Each line from the one containing "Mark every instance of the curb" through the end of the records below must be repeated exactly, and no other line.
-------
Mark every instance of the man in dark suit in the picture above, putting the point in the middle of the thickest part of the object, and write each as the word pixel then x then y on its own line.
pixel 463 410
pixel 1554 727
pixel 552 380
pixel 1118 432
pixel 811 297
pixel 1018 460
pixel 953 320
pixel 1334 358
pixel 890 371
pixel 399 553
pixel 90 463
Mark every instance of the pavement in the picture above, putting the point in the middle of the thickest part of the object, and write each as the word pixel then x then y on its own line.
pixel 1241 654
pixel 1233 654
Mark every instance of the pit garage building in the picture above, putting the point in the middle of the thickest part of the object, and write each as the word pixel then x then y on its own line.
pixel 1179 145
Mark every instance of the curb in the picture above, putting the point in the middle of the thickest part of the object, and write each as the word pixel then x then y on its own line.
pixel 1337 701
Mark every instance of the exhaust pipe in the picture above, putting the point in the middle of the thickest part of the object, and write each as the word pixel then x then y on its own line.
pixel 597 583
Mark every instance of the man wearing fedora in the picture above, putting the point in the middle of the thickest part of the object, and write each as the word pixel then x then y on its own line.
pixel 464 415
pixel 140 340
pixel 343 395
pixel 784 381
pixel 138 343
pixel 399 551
-------
▸ REPLY TO THE TASK:
Mark every instance of the curb in the picture above, putting the point in the middle of the thickest part of the object, and write each as the word pixel then x then y on its own line.
pixel 1337 701
Mark every instance of the exhaust pipe in the picture above, putting the point in the middle of the thickest part of the object, and write each as the word pixel then x then y on its own line.
pixel 597 583
Mark every instance of the man wearing fedora in the picture above, putting the point in the middle of the thickest part of the object, and write each as the word pixel then x then y on its own line.
pixel 464 415
pixel 140 340
pixel 343 395
pixel 784 381
pixel 138 343
pixel 399 551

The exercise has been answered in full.